# Supplied records

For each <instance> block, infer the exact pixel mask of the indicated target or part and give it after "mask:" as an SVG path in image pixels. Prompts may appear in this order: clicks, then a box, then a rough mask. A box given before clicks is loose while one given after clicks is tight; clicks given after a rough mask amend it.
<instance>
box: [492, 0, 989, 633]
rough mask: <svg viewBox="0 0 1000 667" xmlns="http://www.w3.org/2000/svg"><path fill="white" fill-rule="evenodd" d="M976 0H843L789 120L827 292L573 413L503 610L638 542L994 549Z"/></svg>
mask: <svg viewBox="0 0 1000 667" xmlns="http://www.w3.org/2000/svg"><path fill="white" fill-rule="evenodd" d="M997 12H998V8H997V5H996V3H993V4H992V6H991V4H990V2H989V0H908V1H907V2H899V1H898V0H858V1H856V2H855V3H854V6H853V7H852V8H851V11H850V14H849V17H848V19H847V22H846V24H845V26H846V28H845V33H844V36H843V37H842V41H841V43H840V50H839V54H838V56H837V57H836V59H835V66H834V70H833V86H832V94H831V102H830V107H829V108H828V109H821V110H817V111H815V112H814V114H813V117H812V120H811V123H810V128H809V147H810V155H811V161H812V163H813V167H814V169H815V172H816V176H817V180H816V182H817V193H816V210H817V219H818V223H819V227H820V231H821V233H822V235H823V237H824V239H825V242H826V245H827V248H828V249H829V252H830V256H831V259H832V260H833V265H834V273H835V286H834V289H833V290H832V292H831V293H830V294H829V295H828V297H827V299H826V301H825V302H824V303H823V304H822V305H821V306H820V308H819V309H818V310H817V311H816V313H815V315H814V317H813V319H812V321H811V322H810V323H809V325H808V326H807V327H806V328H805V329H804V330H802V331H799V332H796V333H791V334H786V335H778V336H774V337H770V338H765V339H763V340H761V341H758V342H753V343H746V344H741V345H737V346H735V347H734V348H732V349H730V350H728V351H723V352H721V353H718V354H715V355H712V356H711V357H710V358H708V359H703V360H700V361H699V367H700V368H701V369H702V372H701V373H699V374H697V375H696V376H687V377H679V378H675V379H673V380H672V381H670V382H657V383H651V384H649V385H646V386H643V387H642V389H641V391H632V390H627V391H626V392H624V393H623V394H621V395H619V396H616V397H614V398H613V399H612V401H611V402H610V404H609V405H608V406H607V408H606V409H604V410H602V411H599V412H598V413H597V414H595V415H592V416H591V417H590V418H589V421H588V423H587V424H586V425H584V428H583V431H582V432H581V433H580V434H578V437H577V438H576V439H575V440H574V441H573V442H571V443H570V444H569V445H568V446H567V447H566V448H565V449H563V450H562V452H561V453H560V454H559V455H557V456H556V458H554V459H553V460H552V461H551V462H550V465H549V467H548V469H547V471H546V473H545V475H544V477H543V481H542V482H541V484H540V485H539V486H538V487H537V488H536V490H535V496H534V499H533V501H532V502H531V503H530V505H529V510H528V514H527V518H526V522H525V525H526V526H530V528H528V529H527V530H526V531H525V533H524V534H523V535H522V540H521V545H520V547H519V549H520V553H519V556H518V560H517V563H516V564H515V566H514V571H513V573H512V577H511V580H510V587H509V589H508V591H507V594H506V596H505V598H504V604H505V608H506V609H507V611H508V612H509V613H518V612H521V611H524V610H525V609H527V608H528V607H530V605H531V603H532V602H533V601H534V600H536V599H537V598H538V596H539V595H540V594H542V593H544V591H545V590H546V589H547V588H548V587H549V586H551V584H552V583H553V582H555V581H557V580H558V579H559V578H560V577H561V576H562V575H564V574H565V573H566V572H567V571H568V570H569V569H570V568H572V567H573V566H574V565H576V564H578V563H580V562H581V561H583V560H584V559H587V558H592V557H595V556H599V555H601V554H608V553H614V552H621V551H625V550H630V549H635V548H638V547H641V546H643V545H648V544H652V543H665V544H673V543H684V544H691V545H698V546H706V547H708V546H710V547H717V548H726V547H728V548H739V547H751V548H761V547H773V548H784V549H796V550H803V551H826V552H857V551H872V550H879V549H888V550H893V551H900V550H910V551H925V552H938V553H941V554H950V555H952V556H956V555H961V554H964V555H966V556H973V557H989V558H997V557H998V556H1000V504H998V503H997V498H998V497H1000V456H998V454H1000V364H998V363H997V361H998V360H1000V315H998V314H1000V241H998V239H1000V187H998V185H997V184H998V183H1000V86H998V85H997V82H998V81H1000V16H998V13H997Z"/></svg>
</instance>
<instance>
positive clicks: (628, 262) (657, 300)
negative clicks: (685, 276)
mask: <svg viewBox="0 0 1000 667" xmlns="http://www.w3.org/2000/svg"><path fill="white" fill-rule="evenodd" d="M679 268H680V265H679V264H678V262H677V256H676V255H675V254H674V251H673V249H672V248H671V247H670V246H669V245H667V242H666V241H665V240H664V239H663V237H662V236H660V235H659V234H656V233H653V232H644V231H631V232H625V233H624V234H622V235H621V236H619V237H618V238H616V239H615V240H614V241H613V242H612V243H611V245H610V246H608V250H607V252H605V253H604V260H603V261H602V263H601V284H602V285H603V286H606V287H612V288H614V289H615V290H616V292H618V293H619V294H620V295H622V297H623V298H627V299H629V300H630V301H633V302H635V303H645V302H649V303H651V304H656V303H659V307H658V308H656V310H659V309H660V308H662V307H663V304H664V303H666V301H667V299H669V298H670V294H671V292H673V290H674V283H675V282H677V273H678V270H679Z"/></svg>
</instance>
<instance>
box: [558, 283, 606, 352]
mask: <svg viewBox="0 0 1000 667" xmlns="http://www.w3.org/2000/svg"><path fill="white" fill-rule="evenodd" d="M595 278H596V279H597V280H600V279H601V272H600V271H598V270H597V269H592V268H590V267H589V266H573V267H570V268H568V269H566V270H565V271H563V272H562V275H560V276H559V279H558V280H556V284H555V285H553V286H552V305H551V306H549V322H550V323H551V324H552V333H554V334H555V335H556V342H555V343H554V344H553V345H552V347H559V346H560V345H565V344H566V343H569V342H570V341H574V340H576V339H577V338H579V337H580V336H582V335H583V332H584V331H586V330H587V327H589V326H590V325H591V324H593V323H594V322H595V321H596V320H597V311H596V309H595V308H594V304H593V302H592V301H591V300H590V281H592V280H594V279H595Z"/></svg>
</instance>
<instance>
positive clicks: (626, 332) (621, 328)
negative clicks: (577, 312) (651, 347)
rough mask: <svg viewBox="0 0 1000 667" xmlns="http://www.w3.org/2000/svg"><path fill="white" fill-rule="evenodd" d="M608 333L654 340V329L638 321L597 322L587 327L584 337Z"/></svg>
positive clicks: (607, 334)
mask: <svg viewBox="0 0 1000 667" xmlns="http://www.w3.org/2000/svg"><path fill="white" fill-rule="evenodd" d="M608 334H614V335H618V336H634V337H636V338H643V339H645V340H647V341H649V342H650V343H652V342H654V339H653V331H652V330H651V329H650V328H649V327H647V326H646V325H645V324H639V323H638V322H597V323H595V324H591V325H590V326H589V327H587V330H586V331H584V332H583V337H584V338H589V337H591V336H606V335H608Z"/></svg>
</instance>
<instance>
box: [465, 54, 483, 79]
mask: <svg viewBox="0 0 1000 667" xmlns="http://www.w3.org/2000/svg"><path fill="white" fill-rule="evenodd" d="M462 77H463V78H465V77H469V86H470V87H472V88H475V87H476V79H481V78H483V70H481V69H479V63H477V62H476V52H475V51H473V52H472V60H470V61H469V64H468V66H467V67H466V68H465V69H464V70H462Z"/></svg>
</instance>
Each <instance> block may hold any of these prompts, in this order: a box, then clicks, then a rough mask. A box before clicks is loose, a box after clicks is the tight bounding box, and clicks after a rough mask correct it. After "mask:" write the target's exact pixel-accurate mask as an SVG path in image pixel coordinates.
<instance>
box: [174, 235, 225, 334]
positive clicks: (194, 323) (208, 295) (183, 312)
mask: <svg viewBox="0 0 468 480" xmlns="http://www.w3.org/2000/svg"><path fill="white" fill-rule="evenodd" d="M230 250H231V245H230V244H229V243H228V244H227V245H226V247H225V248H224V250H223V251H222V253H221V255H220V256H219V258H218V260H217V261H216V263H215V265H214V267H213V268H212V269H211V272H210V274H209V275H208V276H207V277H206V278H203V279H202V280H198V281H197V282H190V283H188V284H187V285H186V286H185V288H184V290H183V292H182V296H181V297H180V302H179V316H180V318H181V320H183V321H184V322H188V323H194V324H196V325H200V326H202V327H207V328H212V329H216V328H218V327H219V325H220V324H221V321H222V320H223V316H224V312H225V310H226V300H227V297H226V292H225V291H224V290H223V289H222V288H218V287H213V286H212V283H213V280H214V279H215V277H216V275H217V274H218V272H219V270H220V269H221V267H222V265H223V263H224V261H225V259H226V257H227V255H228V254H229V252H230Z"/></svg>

# About this exercise
Nothing but the lines from the first line of the listing above through the line holding "box: [492, 0, 989, 633]" should be reproduced, and each must match exactly.

# Exercise response
For each <instance> block, infer the exact pixel mask of the indicated target or part and give it after "mask:" as an SVG path in image pixels. Prompts may appear in this order: clicks, then a box, then a rough mask. A box given before clicks is loose while one given after clicks is tight; clicks given after a rough mask amend it.
<instance>
box: [492, 0, 989, 633]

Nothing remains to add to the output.